== SOURCE ==
^^^^^^^^^^^^^^^^

Cantrell was ultimately charged with trafficking in marijuana and driving under the influence. Cantrell filed a motion to suppress all of the evidence obtained from the search of his vehicle as well as his statements to Officer White. The district court denied the motion to suppress, specifically finding probable cause for the stop, probable cause for the DUI arrest, a proper search of the vehicle conducted incident to the arrest, a voluntary waiver of Miranda rights, and a proper inventory search.*fn1 Cantrell was convicted on both counts, and the district court sentenced Cantrell to one year determinate on the trafficking count and two years probation on the DUI. Cantrell appeals.
The district court, relying on New York v. Belton, 453 U.S. 454 (1981), determined that Officer White could search the vehicle incident to Cantrell‟s arrest and, therefore, there was no basis for suppression of the marijuana discovered as a result of the search. The district court also determined that even if a search incident to arrest was not permissible, because the vehicle was searched as part of the impounding process, the discovery of the additional marijuana in the trunk was inevitable. Cantrell argues that the warrantless search of his vehicle incident to his arrest was invalid under the recent United States Supreme Court case, Arizona v. Gant, _, U.S. _, 129 S.Ct. 1710 (2009). He also contends that because the State failed to offer evidence that the impoundment of his vehicle was reasonable, the State failed to prove that the marijuana would have inevitably been discovered.

^^^^^^^^^^^^^^^^

Contour annotation records
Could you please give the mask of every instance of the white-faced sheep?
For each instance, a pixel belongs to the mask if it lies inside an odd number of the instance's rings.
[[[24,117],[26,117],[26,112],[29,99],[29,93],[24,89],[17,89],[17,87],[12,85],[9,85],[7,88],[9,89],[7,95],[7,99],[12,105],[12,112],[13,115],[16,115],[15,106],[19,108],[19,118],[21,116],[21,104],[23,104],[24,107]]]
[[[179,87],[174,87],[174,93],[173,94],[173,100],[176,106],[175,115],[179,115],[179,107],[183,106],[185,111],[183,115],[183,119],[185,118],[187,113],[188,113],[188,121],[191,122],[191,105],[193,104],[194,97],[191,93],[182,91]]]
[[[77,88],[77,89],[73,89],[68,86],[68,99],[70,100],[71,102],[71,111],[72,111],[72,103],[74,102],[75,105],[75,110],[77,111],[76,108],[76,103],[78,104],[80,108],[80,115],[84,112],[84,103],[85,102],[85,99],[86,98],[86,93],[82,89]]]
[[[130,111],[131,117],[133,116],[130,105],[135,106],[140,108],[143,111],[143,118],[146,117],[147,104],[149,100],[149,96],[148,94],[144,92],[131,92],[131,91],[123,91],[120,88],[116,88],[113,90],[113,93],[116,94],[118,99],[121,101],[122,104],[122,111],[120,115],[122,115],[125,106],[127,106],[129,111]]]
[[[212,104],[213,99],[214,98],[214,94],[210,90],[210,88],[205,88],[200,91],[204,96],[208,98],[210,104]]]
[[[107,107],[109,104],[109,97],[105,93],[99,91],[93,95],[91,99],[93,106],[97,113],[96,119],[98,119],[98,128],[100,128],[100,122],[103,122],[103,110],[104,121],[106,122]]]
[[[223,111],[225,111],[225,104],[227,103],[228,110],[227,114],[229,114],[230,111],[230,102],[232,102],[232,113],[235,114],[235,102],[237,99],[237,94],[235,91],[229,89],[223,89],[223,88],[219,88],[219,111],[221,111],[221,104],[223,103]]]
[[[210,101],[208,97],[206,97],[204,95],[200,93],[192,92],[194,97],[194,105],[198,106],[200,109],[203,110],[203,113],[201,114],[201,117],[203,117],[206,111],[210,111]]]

^^^^^^^^^^^^^^^^

== TASK SET ==
1. List every finding the district court made when it denied the motion to suppress, according to the Cantrell appeal text.
2. Repeat word for word the part of the Cantrell appeal text running from "The district court, relying" down to "inevitably been discovered.".

== RESPONSES TO THE TASKS ==
1.
- Probable cause for the stop
- Probable cause for the DUI arrest
- A proper search of the vehicle conducted incident to the arrest
- A voluntary waiver of Miranda rights
- A proper inventory search

2.
The district court, relying on New York v. Belton, 453 U.S. 454 (1981), determined that Officer White could search the vehicle incident to Cantrell‟s arrest and, therefore, there was no basis for suppression of the marijuana discovered as a result of the search. The district court also determined that even if a search incident to arrest was not permissible, because the vehicle was searched as part of the impounding process, the discovery of the additional marijuana in the trunk was inevitable. Cantrell argues that the warrantless search of his vehicle incident to his arrest was invalid under the recent United States Supreme Court case, Arizona v. Gant, _, U.S. _, 129 S.Ct. 1710 (2009). He also contends that because the State failed to offer evidence that the impoundment of his vehicle was reasonable, the State failed to prove that the marijuana would have inevitably been discovered.